(ACTION ITEM):
Write out the part of the malaria text word for word, starting with "Malaria is a tropical" and going on through "estimated global total.".

Malaria is a tropical disease caused by parasites and transmitted through the bite of an infected Anopheles mosquito. Every year, malaria kills approximately 630,000 people – mostly children under the age of five. About 90% of all malaria deaths occur in sub-Saharan Africa, where a child dies of malaria every minute of the day.
One half of the world’s population lives in areas at risk of malaria, and approximately 207 million people become infected each year. Six countries in sub-Saharan Africa (Nigeria, Democratic Republic of the Congo, Tanzania, Uganda, Mozambique, and Cote d’Ivoire) account for an estimated 103 million malaria cases – 47% of the global total – each year. Just two of these countries, Nigeria and the Democratic Republic of the Congo, together account for 40% of the estimated global total.
Control measures such as indoor residual spraying (IRS) with insecticides and insecticide-treated bed nets (ITNs), and antimalarial drugs such as artemisinin-combination therapy (ACT) have successfully reduced malaria cases and deaths. But insecticide and drug resistance is a growing threat as these interventions continue to be scaled up.
Malaria doesn’t just cause illness and deaths around the world; it decreases productivity and increases the risk of poverty for the communities and countries affected. For example, infection rates are highest during the rainy season, often resulting in decreased agricultural production. In total, malaria costs sub-Saharan Africa an estimated $12 billion in economic productivity, foreign investment, tourism and trade every year, which economists believe may slow economic growth by up to 1.3% per year.
Malaria also puts a serious strain on public health systems. In heavily affected sub-Saharan African countries, malaria accounts for as much as 40% of public health spending.
Malaria is an entirely preventable and treatable disease. For just $10, a bed net treated with insecticide can be bought and distributed, with training given on how best to use it. Combining bed nets with other simple actions such as spraying homes with insecticides could prevent millions of people from getting sick. For those who do become infected with malaria, treatments costing $2 each are highly effective and can dramatically cut deaths.
Big increases in the resources available to fight malaria have had huge positive health impacts. Initiatives such as the Global Fund to Fight AIDS, Tuberculosis and Malaria and the World Bank’s Malaria Booster Program have significantly expanded coverage of bed nets and access to treatment. The Global Fund alone has distributed 360 million bed nets.
This support is producing results. Between 2000 and 2012, malaria mortality rates fell by 45% globally and by 49% in Africa. Eight sub-Saharan African countries, as well as Zanzibar in Tanzania, have cut malaria cases by 75% or more. An estimated 500 million fewer malaria cases and 3.3 million fewer deaths occurred in between 2001 and 2012 thanks to this ongoing scale-up in the fight against malaria.
However, increased funding for malaria control and treatment is still needed to build on the progress made in the last few years. In 2012, there was a $2.6 billion funding gap, and between 2011 and 2012, both international and domestic funding for malaria plateaued. The Global Malaria Action Plan (GMAP) was created by the Roll Back Malaria Partnership in 2008 to co-ordinate and catalyse action. It aims to reduce global malaria deaths to near zero, reduce global malaria cases by 75% (from 2000 levels), and eliminate malaria in 10 new countries and in Europe, all by 2015.
A range of new tools and promising malaria vaccines currently in development will also be critical to counter threats like growing insecticide resistance and a drop in external funding for public health. With a coordinated global effort, we can continue to make progress and ensure the virtual elimination of malaria deaths by 2015.

(RECORDS PROVIDED):
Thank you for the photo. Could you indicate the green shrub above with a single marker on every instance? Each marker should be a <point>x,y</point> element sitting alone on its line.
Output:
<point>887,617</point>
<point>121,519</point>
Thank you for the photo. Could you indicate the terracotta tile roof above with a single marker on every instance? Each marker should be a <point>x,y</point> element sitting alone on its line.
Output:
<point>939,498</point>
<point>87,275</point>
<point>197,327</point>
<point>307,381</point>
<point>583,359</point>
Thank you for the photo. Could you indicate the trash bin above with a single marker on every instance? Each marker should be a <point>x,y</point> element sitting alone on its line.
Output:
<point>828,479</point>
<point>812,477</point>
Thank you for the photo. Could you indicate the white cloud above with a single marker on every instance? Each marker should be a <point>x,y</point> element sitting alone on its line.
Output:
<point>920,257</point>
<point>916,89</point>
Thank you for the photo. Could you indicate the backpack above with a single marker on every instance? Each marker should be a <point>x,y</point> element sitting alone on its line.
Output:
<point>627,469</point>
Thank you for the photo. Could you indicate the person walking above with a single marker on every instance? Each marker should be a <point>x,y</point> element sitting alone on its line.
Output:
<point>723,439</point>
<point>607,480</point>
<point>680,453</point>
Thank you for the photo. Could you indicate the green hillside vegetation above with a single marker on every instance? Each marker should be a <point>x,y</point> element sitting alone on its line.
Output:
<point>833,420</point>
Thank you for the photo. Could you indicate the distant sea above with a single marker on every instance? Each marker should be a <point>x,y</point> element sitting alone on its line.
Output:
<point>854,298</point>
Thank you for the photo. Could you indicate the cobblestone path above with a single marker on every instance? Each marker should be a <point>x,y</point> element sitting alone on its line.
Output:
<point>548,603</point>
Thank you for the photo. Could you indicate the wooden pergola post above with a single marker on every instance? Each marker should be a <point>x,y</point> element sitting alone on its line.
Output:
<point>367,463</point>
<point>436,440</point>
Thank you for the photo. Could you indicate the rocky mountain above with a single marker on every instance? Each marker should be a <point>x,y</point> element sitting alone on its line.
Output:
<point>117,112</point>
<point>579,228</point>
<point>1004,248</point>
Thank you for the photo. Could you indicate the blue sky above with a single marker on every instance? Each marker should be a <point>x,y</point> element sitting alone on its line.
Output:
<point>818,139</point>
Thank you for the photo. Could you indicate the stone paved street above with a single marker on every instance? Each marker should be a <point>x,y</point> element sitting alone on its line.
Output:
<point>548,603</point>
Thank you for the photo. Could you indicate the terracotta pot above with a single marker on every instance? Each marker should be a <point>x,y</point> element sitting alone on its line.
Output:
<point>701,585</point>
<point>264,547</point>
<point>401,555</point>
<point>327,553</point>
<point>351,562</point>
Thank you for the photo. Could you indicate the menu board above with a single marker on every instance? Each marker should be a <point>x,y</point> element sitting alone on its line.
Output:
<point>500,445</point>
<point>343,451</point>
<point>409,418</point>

(EXPECTED OUTPUT):
Malaria is a tropical disease caused by parasites and transmitted through the bite of an infected Anopheles mosquito. Every year, malaria kills approximately 630,000 people – mostly children under the age of five. About 90% of all malaria deaths occur in sub-Saharan Africa, where a child dies of malaria every minute of the day.
One half of the world’s population lives in areas at risk of malaria, and approximately 207 million people become infected each year. Six countries in sub-Saharan Africa (Nigeria, Democratic Republic of the Congo, Tanzania, Uganda, Mozambique, and Cote d’Ivoire) account for an estimated 103 million malaria cases – 47% of the global total – each year. Just two of these countries, Nigeria and the Democratic Republic of the Congo, together account for 40% of the estimated global total.